* TAREFA BREVE 1:
Segundo o trecho sobre a Trilogia do Horror, em que teatro e em que mês e ano foi criada a montagem de "Antes que o Céu Caia"?
* TAREFA BREVE 2:
Substitua "montagem" por "encenação" na parte do trecho sobre a Trilogia do Horror compreendida entre "A Trilogia do" e "a própria terra.", inclusive, e apresente o resultado.

* TRECHO PARA LEITURA:
···
A Trilogia do Horror
Na sequência de “A Hora do Lobo”, a segunda peça da trilogia, “Antes que o Céu Caia” conecta “Macbeth”, de Shakespeare, com “A Queda do Céu” de Davi Kopenawa e Bruce Albert, além de se inspirar em trechos de uma reunião em abril de 2020. A montagem, criada no Schauspielhaus Zurich, em outubro de 2021, aborda a violência da masculinidade tóxica, o poder corrosivo do patriarcado e a sua agressão intrínseca contra o feminino em todas as suas emanações – mulheres, crianças e, finalmente, a natureza e a própria terra.
···
* INFORMAÇÕES FORNECIDAS:
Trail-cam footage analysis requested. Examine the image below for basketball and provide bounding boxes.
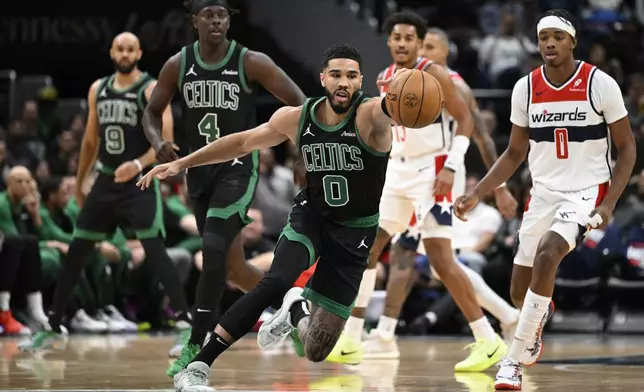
···
* SOLUÇÃO 1:
No Schauspielhaus Zurich, em outubro de 2021.

* SOLUÇÃO 2:
A Trilogia do Horror
Na sequência de “A Hora do Lobo”, a segunda peça da trilogia, “Antes que o Céu Caia” conecta “Macbeth”, de Shakespeare, com “A Queda do Céu” de Davi Kopenawa e Bruce Albert, além de se inspirar em trechos de uma reunião em abril de 2020. A encenação, criada no Schauspielhaus Zurich, em outubro de 2021, aborda a violência da masculinidade tóxica, o poder corrosivo do patriarcado e a sua agressão intrínseca contra o feminino em todas as suas emanações – mulheres, crianças e, finalmente, a natureza e a própria terra.